*Brief*
Restate the complete material exactly.

--- Listed records ---

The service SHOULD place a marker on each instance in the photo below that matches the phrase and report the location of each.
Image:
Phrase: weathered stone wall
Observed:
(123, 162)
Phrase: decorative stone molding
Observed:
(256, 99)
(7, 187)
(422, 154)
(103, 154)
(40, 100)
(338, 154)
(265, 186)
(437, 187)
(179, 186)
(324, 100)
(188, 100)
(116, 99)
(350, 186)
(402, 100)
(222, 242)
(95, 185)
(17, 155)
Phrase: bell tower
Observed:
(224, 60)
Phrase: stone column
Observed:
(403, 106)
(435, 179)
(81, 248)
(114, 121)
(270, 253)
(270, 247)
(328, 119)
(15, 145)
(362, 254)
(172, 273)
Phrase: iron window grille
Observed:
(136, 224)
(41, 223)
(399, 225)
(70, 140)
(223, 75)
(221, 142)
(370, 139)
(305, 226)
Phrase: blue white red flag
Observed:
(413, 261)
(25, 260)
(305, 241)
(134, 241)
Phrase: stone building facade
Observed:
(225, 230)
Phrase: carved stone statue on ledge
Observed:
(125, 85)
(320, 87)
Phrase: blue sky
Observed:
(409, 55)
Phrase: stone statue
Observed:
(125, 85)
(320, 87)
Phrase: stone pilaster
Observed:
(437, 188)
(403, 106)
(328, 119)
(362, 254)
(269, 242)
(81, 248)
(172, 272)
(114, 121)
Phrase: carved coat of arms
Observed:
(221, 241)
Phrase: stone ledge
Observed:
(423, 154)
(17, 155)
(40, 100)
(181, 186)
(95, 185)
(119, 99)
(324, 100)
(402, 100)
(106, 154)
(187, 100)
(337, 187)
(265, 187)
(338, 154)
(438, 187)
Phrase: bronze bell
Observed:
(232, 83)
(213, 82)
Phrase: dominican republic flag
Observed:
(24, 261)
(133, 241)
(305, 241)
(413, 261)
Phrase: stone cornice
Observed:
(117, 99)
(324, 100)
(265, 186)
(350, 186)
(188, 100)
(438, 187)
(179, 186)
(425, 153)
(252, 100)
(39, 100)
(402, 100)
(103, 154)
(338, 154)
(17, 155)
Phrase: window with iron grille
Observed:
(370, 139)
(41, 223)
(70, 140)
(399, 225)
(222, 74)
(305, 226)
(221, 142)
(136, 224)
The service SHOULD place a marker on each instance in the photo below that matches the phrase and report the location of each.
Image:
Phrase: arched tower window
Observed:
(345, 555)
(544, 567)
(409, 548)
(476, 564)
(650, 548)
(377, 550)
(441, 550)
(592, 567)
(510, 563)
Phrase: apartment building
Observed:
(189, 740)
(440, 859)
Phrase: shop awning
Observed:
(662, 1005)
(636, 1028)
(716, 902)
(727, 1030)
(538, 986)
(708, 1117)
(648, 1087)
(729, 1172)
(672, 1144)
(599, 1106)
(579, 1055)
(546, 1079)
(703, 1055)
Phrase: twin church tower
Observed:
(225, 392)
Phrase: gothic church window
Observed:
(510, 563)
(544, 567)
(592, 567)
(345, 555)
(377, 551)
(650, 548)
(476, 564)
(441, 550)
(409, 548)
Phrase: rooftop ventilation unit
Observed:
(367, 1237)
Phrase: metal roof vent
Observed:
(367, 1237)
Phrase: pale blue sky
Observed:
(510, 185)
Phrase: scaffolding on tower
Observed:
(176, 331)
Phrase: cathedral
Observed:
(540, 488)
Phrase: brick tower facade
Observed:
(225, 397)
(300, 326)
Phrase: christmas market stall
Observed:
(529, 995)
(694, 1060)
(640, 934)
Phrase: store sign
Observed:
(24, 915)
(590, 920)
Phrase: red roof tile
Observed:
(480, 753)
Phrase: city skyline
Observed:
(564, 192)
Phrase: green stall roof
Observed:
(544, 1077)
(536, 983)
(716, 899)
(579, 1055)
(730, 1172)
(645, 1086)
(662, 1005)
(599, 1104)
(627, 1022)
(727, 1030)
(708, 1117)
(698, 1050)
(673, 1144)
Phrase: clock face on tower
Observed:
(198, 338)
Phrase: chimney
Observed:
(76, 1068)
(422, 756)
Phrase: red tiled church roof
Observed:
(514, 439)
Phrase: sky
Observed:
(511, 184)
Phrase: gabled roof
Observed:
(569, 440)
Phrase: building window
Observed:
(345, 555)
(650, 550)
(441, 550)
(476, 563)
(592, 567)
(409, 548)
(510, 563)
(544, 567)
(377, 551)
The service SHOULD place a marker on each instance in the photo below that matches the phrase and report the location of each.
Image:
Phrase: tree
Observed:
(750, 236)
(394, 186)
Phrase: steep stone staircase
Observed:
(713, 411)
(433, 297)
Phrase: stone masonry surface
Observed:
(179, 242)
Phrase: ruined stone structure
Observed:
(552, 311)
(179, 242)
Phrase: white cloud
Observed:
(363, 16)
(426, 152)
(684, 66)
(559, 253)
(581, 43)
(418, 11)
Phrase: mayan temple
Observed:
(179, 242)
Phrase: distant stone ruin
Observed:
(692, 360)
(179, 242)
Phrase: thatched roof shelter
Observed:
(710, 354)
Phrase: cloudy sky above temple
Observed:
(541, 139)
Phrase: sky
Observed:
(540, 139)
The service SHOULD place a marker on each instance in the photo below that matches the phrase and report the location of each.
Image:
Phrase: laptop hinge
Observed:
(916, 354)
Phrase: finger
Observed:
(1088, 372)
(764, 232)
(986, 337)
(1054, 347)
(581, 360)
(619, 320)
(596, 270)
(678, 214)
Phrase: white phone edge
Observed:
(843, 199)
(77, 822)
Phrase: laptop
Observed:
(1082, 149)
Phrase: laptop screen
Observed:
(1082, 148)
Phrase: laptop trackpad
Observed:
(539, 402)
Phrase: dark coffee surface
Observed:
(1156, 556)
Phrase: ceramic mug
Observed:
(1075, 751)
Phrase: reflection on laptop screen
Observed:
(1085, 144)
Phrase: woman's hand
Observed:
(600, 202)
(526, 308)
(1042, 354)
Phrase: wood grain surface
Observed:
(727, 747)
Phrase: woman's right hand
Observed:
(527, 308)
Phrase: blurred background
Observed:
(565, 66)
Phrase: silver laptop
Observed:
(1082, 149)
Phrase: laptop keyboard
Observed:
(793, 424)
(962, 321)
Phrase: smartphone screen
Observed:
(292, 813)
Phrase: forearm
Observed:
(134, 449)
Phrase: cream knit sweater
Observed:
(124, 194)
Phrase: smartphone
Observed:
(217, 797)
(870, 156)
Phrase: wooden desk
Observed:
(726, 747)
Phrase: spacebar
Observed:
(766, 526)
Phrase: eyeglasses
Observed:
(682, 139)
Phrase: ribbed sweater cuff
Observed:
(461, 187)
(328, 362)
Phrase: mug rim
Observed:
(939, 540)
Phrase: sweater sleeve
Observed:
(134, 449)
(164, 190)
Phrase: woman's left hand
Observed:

---

*Task solution*
The service SHOULD place a marker on each instance in the photo below that matches the phrase and report the location of each.
Image:
Phrase: weathered stone wall
Observed:
(123, 162)
Phrase: decorative stone molding
Observed:
(256, 99)
(7, 187)
(422, 154)
(103, 154)
(40, 100)
(338, 154)
(265, 186)
(437, 187)
(179, 186)
(324, 100)
(188, 100)
(116, 99)
(350, 186)
(402, 100)
(222, 242)
(95, 185)
(17, 155)
Phrase: bell tower
Observed:
(224, 60)
Phrase: stone column
Observed:
(403, 106)
(435, 179)
(81, 248)
(114, 121)
(270, 253)
(270, 247)
(328, 119)
(15, 145)
(362, 254)
(172, 273)
Phrase: iron window grille
Observed:
(136, 224)
(41, 223)
(399, 225)
(70, 140)
(223, 75)
(221, 142)
(370, 139)
(305, 226)
Phrase: blue white red flag
Observed:
(413, 261)
(25, 260)
(305, 241)
(134, 241)
Phrase: stone building facade
Observed:
(225, 230)
Phrase: carved stone statue on ledge
Observed:
(125, 85)
(320, 87)
Phrase: blue sky
Observed:
(409, 55)
Phrase: stone statue
Observed:
(125, 85)
(320, 87)
Phrase: stone pilaster
Observed:
(437, 188)
(403, 106)
(328, 119)
(362, 254)
(269, 242)
(81, 248)
(172, 272)
(114, 121)
Phrase: carved coat of arms
Observed:
(221, 241)
Phrase: stone ledge
Observed:
(423, 154)
(17, 155)
(40, 100)
(181, 186)
(95, 185)
(119, 99)
(324, 100)
(402, 100)
(106, 154)
(187, 100)
(337, 187)
(265, 187)
(338, 154)
(438, 187)
Phrase: bronze bell
Observed:
(232, 83)
(213, 82)
Phrase: dominican republic flag
Observed:
(24, 261)
(133, 241)
(305, 241)
(413, 261)
Phrase: stone cornice
Observed:
(117, 99)
(324, 100)
(265, 186)
(350, 186)
(188, 100)
(438, 187)
(179, 186)
(425, 153)
(252, 100)
(39, 100)
(402, 100)
(103, 154)
(338, 154)
(17, 155)
Phrase: window with iron grille
Observed:
(370, 139)
(41, 223)
(70, 140)
(399, 225)
(222, 74)
(305, 226)
(221, 142)
(136, 224)
The service SHOULD place a marker on each instance in the photo below that matches the phrase and report the location of each.
Image:
Phrase: arched tower window
Observed:
(345, 555)
(544, 567)
(409, 548)
(476, 564)
(650, 548)
(377, 550)
(441, 550)
(592, 567)
(510, 563)
Phrase: apartment building
Observed:
(189, 740)
(440, 859)
Phrase: shop awning
Observed:
(662, 1005)
(636, 1028)
(716, 902)
(727, 1030)
(538, 986)
(708, 1117)
(648, 1087)
(729, 1172)
(672, 1144)
(599, 1106)
(579, 1055)
(546, 1079)
(703, 1055)
Phrase: twin church tower
Observed:
(225, 392)
Phrase: gothic church window
Observed:
(510, 563)
(544, 567)
(592, 567)
(345, 555)
(377, 551)
(650, 548)
(476, 564)
(441, 550)
(409, 548)
Phrase: rooftop ventilation unit
Observed:
(367, 1237)
Phrase: metal roof vent
Observed:
(367, 1237)
Phrase: pale blue sky
Observed:
(510, 185)
Phrase: scaffolding on tower
Observed:
(176, 331)
Phrase: cathedral
Observed:
(540, 488)
Phrase: brick tower facade
Observed:
(225, 397)
(300, 326)
Phrase: christmas market stall
Observed:
(529, 995)
(694, 1060)
(640, 934)
Phrase: store sign
Observed:
(24, 915)
(590, 920)
Phrase: red roof tile
Observed:
(480, 753)
Phrase: city skyline
Observed:
(564, 192)
Phrase: green stall roof
Observed:
(544, 1077)
(536, 983)
(716, 899)
(579, 1055)
(730, 1172)
(645, 1086)
(662, 1005)
(599, 1104)
(627, 1022)
(727, 1030)
(708, 1117)
(698, 1050)
(673, 1144)
Phrase: clock face on tower
Observed:
(198, 338)
Phrase: chimney
Observed:
(76, 1068)
(422, 756)
Phrase: red tiled church roof
Observed:
(514, 439)
Phrase: sky
Observed:
(511, 184)
Phrase: gabled roof
Observed:
(569, 440)
Phrase: building window
Observed:
(345, 555)
(650, 550)
(441, 550)
(476, 563)
(592, 567)
(409, 548)
(510, 563)
(544, 567)
(377, 551)
The service SHOULD place a marker on each instance in the photo below that matches the phrase and report the location of each.
Image:
Phrase: tree
Observed:
(750, 236)
(394, 186)
Phrase: steep stone staircase
Observed:
(713, 411)
(433, 297)
Phrase: stone masonry surface
Observed:
(179, 242)
Phrase: ruined stone structure
Observed:
(552, 311)
(179, 242)
Phrase: white cloud
Observed:
(363, 16)
(426, 152)
(684, 66)
(559, 253)
(581, 43)
(418, 11)
Phrase: mayan temple
Observed:
(179, 242)
Phrase: distant stone ruin
Observed:
(692, 360)
(179, 242)
Phrase: thatched roof shelter
Observed:
(710, 354)
Phrase: cloudy sky above temple
Observed:
(541, 139)
Phrase: sky
Observed:
(540, 139)
The service SHOULD place a marker on each instance in the photo below that matches the phrase and report the location of each.
Image:
Phrase: laptop hinge
Observed:
(916, 354)
Phrase: finger
Observed:
(1088, 372)
(764, 232)
(986, 337)
(1054, 347)
(581, 360)
(619, 320)
(596, 270)
(678, 214)
Phrase: white phone edge
Observed:
(843, 199)
(77, 822)
Phrase: laptop
Observed:
(1082, 149)
Phrase: laptop screen
Observed:
(1082, 148)
Phrase: laptop trackpad
Observed:
(539, 402)
Phrase: dark coffee surface
Observed:
(1156, 556)
Phrase: ceramic mug
Observed:
(1075, 751)
Phrase: reflection on laptop screen
Observed:
(1085, 144)
Phrase: woman's hand
Observed:
(600, 202)
(526, 308)
(1042, 354)
Phrase: wood grain surface
Observed:
(727, 747)
Phrase: woman's right hand
Observed:
(527, 308)
Phrase: blurred background
Observed:
(565, 66)
Phrase: silver laptop
Observed:
(1082, 149)
Phrase: laptop keyboard
Observed:
(793, 424)
(962, 321)
Phrase: smartphone screen
Observed:
(292, 813)
Phrase: forearm
Observed:
(134, 449)
Phrase: cream knit sweater
Observed:
(124, 194)
Phrase: smartphone
Observed:
(217, 797)
(870, 156)
Phrase: wooden desk
Observed:
(726, 747)
Phrase: spacebar
Observed:
(766, 526)
Phrase: eyeglasses
Observed:
(682, 139)
Phrase: ribbed sweater cuff
Observed:
(461, 187)
(328, 362)
Phrase: mug rim
Observed:
(939, 540)
Phrase: sweater sleeve
Observed:
(134, 449)
(164, 190)
Phrase: woman's left hand
Observed:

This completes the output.